The study found that subjects who are exposed to images of organic foods “reduce prosocial behavior” and “harshen moral judgments” of others. The researcher, Kendall Eskine of Loyola University in New Orleans, took 60 people and split them into three groups. The first group was shown photos of clearly-marked organic foods, the second was shown comfort foods like cookies, and the third was shown control foods like rice or oatmeal. Then a variety of situations were laid out for them—like “second cousins having sex” or “a lawyer on the prowl in an ER trying to get people to sue for their injuries”—and they were asked to assign a moral judgment to each, on a scale of 1 to 7.

Eskine found that the organic group was more likely to judge the people in the stories harshly. The organic test subjects averaged a 5.5, while the controls averaged a 5 and the comfort food subjects averaged a 4.89. The scientists also asked the participants to state how much time they would offer to volunteer, from 1 to 30 minutes, and found that the subjects who saw the organic food photos were still jerkier than the rest. The organic food group offered to volunteer 13 minutes, while the rice people offered 19 minutes and the cookie people offered 24.

* * * * * * *

▸ **Direction**:
Please list every average the organic food study reports, pairing each figure with the group it belongs to and whether it measures moral judgment or volunteering time.

▸ **Given information**:

* * * * * * *

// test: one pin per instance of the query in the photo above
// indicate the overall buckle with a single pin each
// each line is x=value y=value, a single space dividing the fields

* * * * * * *

▸ **Written response**:
- Organic group, moral judgment: 5.5
- Control group, moral judgment: 5
- Comfort food group, moral judgment: 4.89
- Organic group, volunteering time: 13 minutes
- Rice (control) group, volunteering time: 19 minutes
- Cookie (comfort food) group, volunteering time: 24 minutes